[Problems to solve]
1. In the article about the Madison house fire, why did firefighters go straight into the building instead of setting up hose lines first?
2. Write the next part of the article about the Madison house fire, starting after its last sentence.

[Supplied text]
§
Cadogan was taken to a hospital to be evaluated for smoke inhalation and released that day. In the minutes after they got out of the house, the fire quickly spread, and before long the multi-family home was consumed by flames. The roof and first floor eventually collapsed.

She credits the two firefighters, James Blair and Troy Pehowic, with saving her life. She also credits Cavezza and her uncle, whose phone calls let the fire department know she was in there.

Fire Chief Lou DeRosa said information from police about a person on the second floor led them to immediately send firefighters into the building instead of setting up hose lines first.

"We got the information that she was up there through the police department," DeRosa said. The information sounded "very solid" and Blair and Pehowic immediately went up to the second floor, he said.

"I thank God," Cadogan said. "They're like my guardian angels. ... they pretty much saved my life and my dog's life."

She and her mom, Sonia Cadogan, and their dog, Roxy, had lived there for about a year. They and other tenants were displaced by the fire, which is believed to have started in the basement. The cause is under investigation.

Sonia Cadogan said the chain of events is "like fate."

Phone calls

Sonia Cadogan's brother, Grant, is the manager of C&J's Deli on Park Avenue. Grant said he got to know Cavezza over the years through the deli and through Grant's floor-cleaning business that does work at the police station and throughout Madison.

Cavezza called him that morning to let him know his sister's home was on fire and wanted to be sure no one was home.

Acting Madison Police Chief Darren Dachisen said the phone call from Cavezza, who was the first to arrive on scene, is "a perfect example of a Madison officer knowing his community."

"It's a great thing," he said. "Everybody did a good job."

Sonia Cadogan wasn't home at the time of the fire because she was taking part in an overnight event for students with disabilities at ECLC in Chatham, where she works as a personal aide.
§
[Supplied material]
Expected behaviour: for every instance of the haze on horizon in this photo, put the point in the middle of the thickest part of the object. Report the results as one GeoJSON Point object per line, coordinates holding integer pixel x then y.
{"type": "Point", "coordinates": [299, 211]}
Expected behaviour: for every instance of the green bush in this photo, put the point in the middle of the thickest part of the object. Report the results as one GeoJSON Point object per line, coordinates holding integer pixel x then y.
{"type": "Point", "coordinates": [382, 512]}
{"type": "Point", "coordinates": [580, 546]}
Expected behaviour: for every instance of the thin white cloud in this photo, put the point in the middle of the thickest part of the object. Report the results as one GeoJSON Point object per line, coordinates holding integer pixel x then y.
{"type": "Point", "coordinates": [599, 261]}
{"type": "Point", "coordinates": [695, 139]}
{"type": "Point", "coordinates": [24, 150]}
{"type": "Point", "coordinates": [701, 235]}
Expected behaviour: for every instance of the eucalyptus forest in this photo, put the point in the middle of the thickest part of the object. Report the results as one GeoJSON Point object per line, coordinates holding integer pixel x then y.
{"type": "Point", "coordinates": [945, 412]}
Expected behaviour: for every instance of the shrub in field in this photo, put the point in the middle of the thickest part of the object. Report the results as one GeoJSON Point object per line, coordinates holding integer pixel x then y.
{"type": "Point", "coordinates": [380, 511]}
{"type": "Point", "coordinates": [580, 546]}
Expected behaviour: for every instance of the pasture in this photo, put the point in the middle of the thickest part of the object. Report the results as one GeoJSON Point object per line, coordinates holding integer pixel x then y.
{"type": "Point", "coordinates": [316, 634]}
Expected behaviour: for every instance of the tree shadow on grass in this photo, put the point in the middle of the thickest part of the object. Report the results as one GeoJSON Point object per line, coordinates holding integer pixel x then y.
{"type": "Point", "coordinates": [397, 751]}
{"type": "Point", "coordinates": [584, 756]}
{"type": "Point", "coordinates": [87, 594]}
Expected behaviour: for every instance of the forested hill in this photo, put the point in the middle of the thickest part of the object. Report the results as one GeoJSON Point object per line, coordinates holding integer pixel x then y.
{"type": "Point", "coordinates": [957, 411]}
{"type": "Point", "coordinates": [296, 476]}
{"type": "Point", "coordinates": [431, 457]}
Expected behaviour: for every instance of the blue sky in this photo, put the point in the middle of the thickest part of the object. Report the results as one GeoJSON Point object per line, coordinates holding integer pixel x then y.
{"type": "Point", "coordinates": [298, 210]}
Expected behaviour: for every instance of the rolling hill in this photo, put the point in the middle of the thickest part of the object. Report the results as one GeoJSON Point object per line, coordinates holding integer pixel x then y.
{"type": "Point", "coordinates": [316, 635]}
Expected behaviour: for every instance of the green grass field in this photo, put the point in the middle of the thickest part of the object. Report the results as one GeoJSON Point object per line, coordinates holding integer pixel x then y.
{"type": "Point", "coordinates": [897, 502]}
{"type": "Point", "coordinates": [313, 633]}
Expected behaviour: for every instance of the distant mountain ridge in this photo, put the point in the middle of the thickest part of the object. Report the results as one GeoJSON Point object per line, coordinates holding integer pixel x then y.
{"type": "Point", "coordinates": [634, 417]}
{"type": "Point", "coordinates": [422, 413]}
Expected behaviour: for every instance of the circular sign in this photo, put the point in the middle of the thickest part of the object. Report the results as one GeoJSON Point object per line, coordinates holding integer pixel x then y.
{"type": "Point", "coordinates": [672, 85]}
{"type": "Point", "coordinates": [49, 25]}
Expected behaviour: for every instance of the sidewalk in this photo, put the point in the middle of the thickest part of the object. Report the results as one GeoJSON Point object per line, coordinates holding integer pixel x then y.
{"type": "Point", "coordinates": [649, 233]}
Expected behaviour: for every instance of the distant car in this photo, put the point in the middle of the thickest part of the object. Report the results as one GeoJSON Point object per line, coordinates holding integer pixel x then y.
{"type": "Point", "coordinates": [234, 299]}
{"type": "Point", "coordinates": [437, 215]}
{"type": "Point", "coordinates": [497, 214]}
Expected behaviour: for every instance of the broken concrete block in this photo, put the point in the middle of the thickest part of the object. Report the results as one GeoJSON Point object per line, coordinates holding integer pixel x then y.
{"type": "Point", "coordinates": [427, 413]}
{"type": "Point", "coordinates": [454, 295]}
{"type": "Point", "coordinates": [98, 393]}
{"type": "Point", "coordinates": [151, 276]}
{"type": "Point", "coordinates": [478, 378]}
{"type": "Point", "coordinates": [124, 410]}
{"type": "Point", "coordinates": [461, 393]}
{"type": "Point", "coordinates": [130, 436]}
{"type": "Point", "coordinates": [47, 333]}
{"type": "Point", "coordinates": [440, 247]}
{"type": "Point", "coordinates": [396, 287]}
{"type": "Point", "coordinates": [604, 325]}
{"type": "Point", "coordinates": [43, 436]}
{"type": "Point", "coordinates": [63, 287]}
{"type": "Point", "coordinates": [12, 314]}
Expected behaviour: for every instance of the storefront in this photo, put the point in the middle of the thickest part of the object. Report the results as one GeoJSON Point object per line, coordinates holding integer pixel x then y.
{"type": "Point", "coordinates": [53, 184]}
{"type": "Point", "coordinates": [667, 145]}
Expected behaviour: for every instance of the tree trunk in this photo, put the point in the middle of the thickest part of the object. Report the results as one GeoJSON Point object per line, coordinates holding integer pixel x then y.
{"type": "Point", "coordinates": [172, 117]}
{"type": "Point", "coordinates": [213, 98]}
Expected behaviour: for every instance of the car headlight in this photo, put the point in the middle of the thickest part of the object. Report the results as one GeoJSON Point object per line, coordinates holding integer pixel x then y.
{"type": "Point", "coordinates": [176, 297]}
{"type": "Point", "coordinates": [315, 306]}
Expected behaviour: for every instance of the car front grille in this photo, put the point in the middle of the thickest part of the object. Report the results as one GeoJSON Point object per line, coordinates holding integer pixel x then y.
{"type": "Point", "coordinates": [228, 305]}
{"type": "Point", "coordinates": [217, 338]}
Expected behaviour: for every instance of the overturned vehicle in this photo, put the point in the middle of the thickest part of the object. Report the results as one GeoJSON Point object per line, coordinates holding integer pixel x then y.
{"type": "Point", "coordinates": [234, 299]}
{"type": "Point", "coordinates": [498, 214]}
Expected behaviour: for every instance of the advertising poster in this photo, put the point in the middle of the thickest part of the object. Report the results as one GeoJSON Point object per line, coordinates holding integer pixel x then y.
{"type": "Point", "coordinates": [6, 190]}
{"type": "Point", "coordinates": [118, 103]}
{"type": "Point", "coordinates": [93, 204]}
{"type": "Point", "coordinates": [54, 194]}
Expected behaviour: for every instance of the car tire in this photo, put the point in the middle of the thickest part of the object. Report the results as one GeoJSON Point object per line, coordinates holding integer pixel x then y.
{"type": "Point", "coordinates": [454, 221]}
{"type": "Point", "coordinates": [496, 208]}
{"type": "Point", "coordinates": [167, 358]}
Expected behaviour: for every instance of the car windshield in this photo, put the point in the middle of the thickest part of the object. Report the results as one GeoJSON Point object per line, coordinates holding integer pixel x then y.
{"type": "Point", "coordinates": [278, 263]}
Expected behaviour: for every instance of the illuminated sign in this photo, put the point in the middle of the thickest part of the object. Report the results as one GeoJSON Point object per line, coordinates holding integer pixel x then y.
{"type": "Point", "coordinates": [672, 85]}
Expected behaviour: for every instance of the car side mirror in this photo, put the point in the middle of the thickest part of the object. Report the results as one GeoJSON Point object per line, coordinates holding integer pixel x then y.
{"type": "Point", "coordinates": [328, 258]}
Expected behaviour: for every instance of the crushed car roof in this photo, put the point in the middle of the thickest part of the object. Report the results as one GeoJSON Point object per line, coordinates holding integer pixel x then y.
§
[Numbered answers]
1. Police told the fire department that a person was on the second floor. Fire Chief Lou DeRosa said the information sounded "very solid," so Blair and Pehowic went up to the second floor right away.

2.
"I think both my daughter and I are a little numb," she said. "But the outpouring of well wishes and offers of assistance—it's overwhelming in a good away. ... I can't wrap my head around it. The way it happened it was nothing short of a miracle."

Her brother called her to let her know Shannon was on the way to the hospital and was OK.

"Between that phone call and my drive to the hospital, so much was unknown. I knew she walked to the ambulance, but all I could think about, was my daughter was in a fire and I wasn't there," Sonia Cadogan said.

She said she keeps coming back to Cavezza's phone call to her brother.

"Things can be replaced. The thing that keeps sticking ... if not for that one phone call out of care and concern I'm not sure what would have happened. It could have been a totally different story," she said.

Community support

Sonia Cadoga has lived in Madison for 41 years. She graduated from Madison High School in 1986. A box of papers with her high school yearbook was one of the few things firefighters brought out after the fire.

Grant said community members, including police and fire officials, have let him know they are there if the family needs anything.

"The whole town is coming together," he said.

As for the rescue, Grant said Cavezza's phone call went above and beyond his duty, though Cavezza tells him he was just doing his job.

Shannon Cadogan, who goes by Shay and was a cheerleader in high school, said her whole family has been in Madison for a long time.

"Everybody just knows everybody and you look out for each other," she said.

Shannon and Sonia Cadogan said there is a long list of people and organizations who helped and offered to help after the fire: St. Vincent Martyr Church, Grace Church, ECLC coworkers, the Sisters of Charity, Meg Fernandez in Basking Ridge (a friend they are staying with), Shannon's boyfriend Eric Pacio and his family, their landlord David Chiarolanzio, and all the friends and community members who have been sending a stream of text messages and phone calls their way.

St. Vincent Martyr Parish is accepting gift card donations as a "Fire Relief Fund" for the families affected by the fire.

Shannon Cadogan says she wants to repay the people who saved her.

"I want to do so much for them. They saved my life," she said. "I'm just thankful for my life. I'm thankful for the people that helped me have my life right now."